2. Disc and Plow Cover Crops
If you used cover crops over the fall and winter seasons to stabilize your beds during the dormant period, now is the time to mow down or disc these semi-mature covers. There are many ways you can go about doing this—with a tractor, a weed eater, a simple lawn mower, a scythe—the point is that you clear the area so the materials can start breaking down. After you’ve allowed a few days for the plant matter to settle, you can till or plow the area to help incorporate the material into the soil. The incorporated cover should be left to digest for 3 to 6 weeks before the beds are prepared for sowing and transplanting.
3. Use Silage Tarps
Silage tarps, also known as bunker covers, are large pieces of UV-treated polyethylene that were originally used for covering silage throughout fermentation and storage. Recently, farmers have started using them to prepare beds for planting without using any heavy equipment in the area. By covering your beds with them, weeds and cover crops are suffocated and killed, and the soil is heated. The warmer soil encourages weed seeds to sprout and then quickly die under the anaerobic conditions. Then, worms and other decomposers help incorporate the nutrients from the dead plant material into your soil.

☆ ☆ ☆ ☆ ☆ ☆ ☆

■ Goals:
1. List every tool that the section on preparing beds names as a way to mow down or disc cover crops.
2. Rewrite the paragraph of the section on preparing beds that begins "Silage tarps, also known as bunker covers" as a short list that keeps its main facts.
Use only the section on preparing beds to answer.

☆ ☆ ☆ ☆ ☆ ☆ ☆

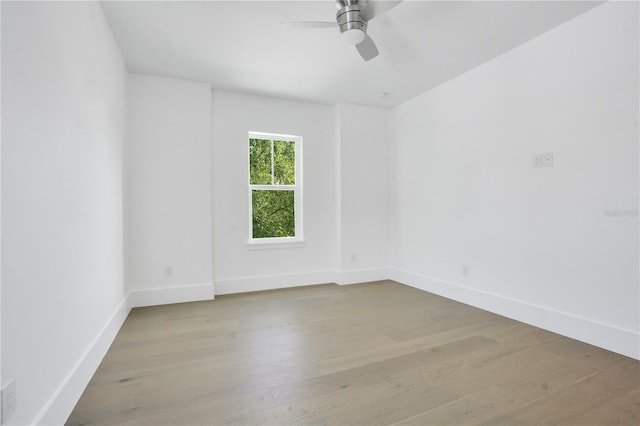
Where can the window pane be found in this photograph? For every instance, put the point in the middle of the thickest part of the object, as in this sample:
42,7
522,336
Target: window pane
260,161
273,214
284,155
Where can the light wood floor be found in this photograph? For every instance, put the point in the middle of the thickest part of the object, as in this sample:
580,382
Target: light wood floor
369,354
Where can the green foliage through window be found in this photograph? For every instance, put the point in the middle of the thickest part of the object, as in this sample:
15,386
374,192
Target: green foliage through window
273,214
272,163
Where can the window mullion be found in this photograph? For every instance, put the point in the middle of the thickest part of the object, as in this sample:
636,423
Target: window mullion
273,165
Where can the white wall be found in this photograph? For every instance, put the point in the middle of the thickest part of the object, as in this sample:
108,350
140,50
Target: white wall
363,193
168,190
63,105
538,242
238,268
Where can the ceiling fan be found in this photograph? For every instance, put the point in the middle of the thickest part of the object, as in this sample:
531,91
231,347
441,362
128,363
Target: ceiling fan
352,19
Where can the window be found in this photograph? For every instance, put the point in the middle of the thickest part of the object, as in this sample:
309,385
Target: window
275,188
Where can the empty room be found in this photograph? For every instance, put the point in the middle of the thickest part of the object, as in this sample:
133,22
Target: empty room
320,212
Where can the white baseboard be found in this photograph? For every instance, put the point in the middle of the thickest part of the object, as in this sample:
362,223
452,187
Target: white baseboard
607,336
167,295
362,276
271,282
61,404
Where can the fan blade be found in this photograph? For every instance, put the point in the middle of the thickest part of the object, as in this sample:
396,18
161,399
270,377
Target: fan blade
309,24
377,8
367,48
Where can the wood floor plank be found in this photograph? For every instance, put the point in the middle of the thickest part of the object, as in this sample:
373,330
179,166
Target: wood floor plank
370,354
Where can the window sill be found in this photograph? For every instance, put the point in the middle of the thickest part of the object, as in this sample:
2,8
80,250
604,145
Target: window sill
279,244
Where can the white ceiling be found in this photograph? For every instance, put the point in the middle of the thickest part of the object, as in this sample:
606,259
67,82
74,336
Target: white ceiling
241,46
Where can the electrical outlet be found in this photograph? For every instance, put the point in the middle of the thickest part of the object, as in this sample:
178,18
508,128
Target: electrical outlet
537,160
9,401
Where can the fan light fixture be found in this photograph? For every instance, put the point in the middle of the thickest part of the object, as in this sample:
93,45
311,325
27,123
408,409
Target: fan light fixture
353,36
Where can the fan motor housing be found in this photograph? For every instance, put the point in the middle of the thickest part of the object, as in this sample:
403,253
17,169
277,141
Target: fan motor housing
349,17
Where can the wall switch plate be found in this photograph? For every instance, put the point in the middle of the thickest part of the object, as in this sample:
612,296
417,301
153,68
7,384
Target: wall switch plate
9,401
537,160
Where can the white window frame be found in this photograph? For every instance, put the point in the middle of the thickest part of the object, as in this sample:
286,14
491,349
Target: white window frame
278,242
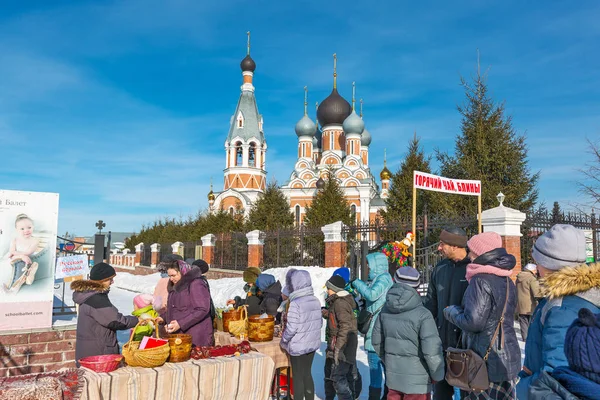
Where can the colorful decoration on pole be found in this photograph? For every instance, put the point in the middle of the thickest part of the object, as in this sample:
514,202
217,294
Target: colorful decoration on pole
435,183
398,252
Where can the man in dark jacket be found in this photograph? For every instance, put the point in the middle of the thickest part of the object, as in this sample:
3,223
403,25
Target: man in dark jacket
98,320
446,288
269,293
342,334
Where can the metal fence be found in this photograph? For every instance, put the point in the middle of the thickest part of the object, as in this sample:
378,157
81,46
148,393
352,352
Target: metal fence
537,223
299,246
190,249
231,251
146,256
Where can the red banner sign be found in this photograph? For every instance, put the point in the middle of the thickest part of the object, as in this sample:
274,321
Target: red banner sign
423,180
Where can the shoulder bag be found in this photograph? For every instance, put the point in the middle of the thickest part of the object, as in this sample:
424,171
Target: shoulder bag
365,318
466,369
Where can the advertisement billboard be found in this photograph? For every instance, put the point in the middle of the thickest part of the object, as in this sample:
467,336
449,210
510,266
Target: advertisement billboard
28,227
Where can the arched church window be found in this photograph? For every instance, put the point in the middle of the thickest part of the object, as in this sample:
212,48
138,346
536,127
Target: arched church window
252,155
239,154
297,215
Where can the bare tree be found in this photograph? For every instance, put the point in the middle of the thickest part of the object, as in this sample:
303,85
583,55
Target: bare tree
590,185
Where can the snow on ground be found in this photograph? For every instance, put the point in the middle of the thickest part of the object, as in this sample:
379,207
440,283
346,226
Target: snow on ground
225,288
127,286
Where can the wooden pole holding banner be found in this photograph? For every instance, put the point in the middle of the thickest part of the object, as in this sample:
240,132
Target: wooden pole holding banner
479,212
414,221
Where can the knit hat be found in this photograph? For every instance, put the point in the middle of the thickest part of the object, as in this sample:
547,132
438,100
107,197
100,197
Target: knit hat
336,283
454,237
531,267
484,242
250,274
409,276
344,273
560,246
581,345
264,281
102,272
203,265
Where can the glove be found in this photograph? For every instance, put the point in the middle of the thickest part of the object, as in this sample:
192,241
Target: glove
450,310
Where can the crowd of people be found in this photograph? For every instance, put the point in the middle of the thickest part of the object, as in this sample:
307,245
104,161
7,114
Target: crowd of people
471,303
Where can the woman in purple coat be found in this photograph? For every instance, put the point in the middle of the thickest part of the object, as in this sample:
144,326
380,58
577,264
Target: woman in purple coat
188,305
302,334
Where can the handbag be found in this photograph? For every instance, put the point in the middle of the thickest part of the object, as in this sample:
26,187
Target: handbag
364,319
240,326
466,369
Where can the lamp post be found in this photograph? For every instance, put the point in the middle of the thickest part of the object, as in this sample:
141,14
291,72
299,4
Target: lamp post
100,225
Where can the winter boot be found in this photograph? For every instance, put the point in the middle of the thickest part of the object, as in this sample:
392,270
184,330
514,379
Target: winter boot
385,391
374,393
31,273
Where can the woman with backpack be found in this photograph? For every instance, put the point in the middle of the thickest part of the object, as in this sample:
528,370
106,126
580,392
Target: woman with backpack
373,294
487,315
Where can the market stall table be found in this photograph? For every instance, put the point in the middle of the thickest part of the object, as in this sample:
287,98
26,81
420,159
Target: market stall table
271,348
248,376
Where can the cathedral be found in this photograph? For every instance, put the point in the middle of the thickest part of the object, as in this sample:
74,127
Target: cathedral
336,141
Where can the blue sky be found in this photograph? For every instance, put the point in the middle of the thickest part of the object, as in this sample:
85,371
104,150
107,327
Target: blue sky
123,107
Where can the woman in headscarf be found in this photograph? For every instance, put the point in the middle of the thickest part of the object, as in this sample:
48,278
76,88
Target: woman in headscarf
188,306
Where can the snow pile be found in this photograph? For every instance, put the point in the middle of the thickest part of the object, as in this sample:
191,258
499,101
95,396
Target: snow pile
136,283
225,288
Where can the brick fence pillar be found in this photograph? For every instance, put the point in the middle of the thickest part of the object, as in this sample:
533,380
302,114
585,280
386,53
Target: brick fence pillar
177,248
256,244
507,223
154,259
335,245
139,253
208,248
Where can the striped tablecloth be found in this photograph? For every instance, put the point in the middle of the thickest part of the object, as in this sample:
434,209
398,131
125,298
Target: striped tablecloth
248,376
271,349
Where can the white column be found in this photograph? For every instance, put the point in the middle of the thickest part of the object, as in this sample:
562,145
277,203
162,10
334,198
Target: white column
245,148
504,221
333,232
255,237
208,240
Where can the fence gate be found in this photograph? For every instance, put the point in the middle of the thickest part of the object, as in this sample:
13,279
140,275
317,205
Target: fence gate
231,251
364,238
298,246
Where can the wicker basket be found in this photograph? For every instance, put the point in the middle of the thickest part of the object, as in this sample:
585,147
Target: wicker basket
232,315
261,329
181,347
149,358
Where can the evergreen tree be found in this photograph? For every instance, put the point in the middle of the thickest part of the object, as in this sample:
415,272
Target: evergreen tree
489,149
399,201
556,213
328,205
270,211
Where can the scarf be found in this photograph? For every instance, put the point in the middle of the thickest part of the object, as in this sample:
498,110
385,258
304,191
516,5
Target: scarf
184,267
307,291
578,385
475,269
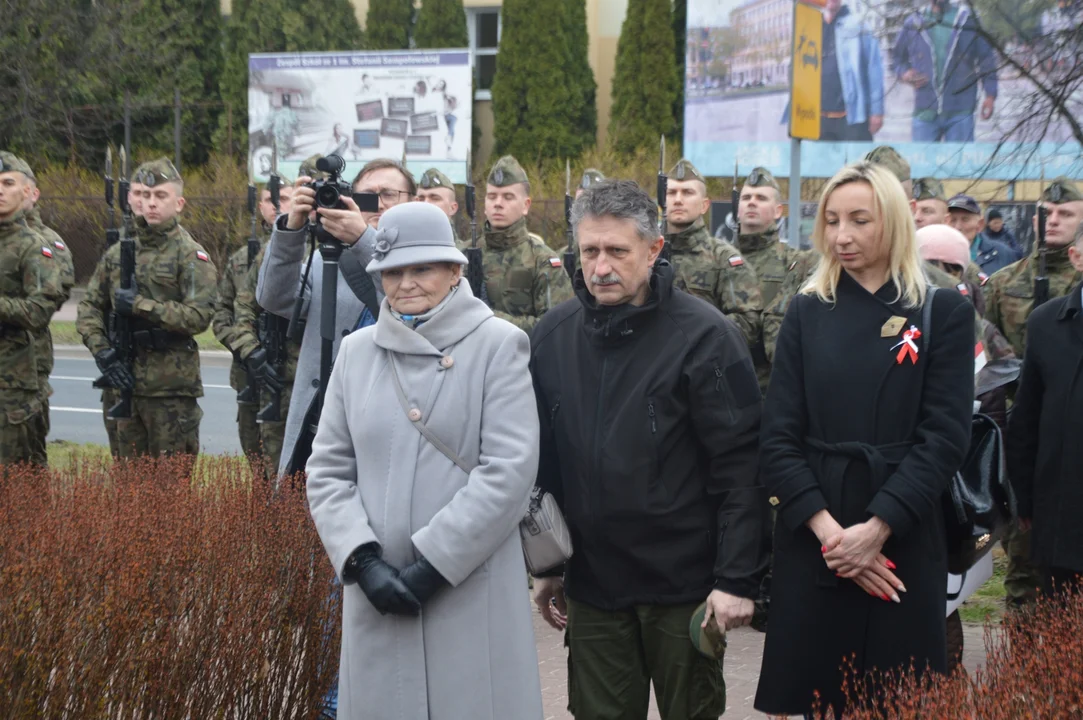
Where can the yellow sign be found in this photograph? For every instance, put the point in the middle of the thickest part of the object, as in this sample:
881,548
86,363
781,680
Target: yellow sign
805,77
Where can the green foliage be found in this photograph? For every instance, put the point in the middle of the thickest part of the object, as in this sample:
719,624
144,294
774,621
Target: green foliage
644,84
441,24
579,76
259,26
535,107
388,24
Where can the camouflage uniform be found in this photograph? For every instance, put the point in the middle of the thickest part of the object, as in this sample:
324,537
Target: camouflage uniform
1009,299
772,261
43,340
226,329
175,284
31,288
523,276
246,340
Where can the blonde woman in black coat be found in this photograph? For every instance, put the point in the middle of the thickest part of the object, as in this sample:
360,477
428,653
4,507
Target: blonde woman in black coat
863,428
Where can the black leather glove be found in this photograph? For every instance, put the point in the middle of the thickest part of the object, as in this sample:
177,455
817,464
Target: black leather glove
124,301
422,579
380,583
262,370
115,371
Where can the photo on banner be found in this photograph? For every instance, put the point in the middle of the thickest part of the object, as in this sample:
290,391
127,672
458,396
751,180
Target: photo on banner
362,106
957,87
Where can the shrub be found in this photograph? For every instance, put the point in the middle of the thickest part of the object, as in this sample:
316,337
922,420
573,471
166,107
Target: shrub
134,591
1033,669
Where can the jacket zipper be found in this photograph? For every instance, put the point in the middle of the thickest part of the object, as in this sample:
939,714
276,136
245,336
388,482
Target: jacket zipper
598,427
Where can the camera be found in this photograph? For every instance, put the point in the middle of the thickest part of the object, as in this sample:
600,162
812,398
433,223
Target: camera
329,192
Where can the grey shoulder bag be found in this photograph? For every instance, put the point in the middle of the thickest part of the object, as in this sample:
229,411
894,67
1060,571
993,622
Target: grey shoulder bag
546,539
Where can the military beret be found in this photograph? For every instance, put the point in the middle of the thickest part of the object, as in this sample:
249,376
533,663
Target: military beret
1061,190
709,641
507,171
888,158
929,188
11,162
590,177
156,172
433,178
761,178
309,168
966,203
684,170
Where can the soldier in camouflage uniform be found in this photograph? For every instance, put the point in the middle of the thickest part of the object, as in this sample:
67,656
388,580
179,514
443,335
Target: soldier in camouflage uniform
703,265
773,261
438,188
235,336
43,340
248,343
31,288
172,300
1009,299
523,276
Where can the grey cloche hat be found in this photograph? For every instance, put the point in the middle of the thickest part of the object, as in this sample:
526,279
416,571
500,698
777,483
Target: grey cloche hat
412,234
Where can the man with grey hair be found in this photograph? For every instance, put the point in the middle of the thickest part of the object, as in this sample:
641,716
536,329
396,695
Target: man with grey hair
650,413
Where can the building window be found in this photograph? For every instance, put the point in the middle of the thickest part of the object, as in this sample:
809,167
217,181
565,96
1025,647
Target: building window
484,29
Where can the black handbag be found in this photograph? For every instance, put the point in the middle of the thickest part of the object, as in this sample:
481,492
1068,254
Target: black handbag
978,504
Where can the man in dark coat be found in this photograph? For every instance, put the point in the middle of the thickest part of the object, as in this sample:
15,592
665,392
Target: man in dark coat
650,415
1043,450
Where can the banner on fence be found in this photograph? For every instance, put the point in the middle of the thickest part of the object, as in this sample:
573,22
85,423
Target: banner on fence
362,106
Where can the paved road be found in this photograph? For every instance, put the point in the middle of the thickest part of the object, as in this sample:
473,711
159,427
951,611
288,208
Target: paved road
76,407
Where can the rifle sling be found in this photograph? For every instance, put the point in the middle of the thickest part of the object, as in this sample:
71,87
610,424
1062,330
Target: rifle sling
360,282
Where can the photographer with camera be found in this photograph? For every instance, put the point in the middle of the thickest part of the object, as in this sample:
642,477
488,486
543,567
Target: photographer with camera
322,197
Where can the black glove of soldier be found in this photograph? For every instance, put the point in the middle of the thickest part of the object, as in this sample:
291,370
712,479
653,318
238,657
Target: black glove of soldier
379,581
422,579
262,370
114,370
124,301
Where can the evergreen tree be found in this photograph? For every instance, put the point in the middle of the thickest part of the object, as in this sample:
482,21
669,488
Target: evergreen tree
644,83
441,24
579,75
534,105
388,24
680,35
260,26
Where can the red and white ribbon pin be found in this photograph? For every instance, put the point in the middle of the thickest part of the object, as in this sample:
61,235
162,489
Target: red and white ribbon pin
908,347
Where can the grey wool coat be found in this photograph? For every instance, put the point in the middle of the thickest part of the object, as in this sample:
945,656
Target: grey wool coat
373,478
276,291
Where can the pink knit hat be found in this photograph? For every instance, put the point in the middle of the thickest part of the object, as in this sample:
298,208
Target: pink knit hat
944,244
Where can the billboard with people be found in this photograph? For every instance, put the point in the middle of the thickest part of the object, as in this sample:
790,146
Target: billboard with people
960,88
361,105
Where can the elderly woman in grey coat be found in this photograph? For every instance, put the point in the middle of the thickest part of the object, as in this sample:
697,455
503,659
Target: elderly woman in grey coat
435,616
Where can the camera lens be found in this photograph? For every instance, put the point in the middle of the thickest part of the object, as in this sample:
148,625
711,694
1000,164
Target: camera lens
327,196
333,164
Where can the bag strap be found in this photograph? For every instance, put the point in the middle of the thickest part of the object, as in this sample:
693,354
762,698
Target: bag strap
360,282
421,428
927,317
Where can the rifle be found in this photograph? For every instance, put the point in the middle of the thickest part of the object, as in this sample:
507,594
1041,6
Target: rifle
735,204
272,328
475,272
570,252
121,331
250,394
663,185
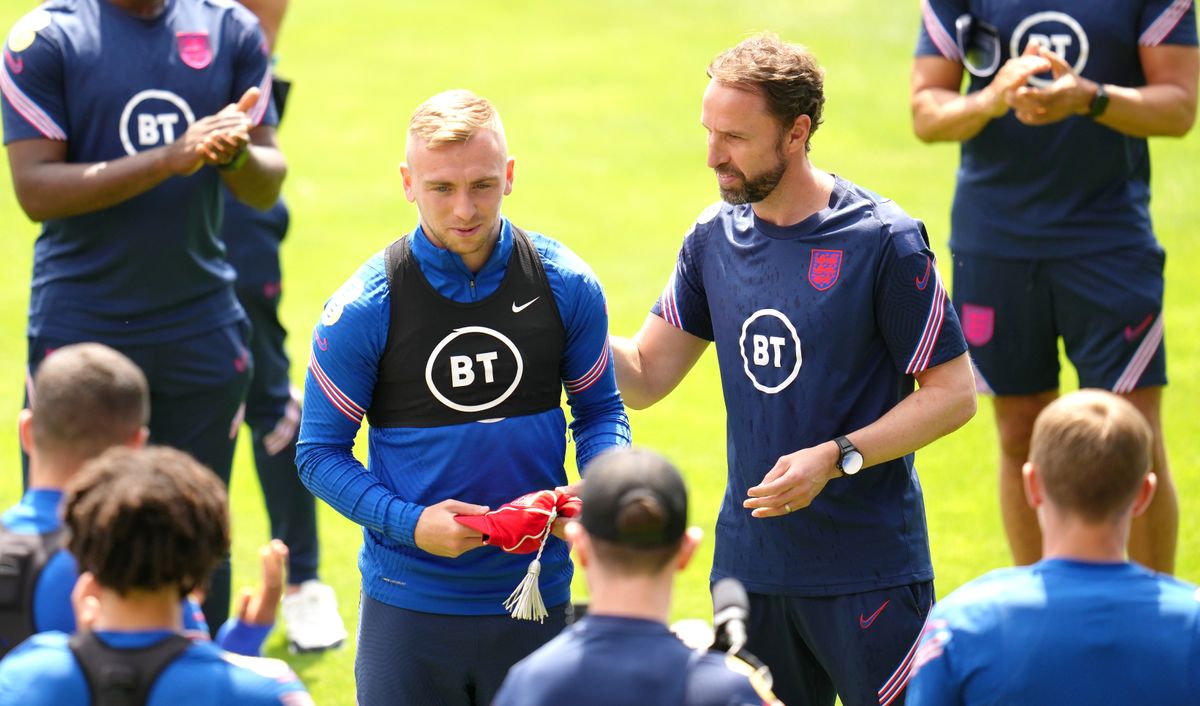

☆ ☆ ☆ ☆ ☆ ☆ ☆

■ Expected outputs:
1.
- A tractor
- A weed eater
- A lawn mower
- A scythe

2.
- Silage tarps, or bunker covers, are large sheets of UV-treated polyethylene first used to cover silage during fermentation and storage.
- Farmers now use them to prepare beds for planting without heavy equipment.
- Covering beds with them suffocates and kills weeds and cover crops and heats the soil.
- The warmer soil makes weed seeds sprout, and they soon die under the anaerobic conditions.
- Worms and other decomposers then help work the nutrients from the dead plant material into the soil.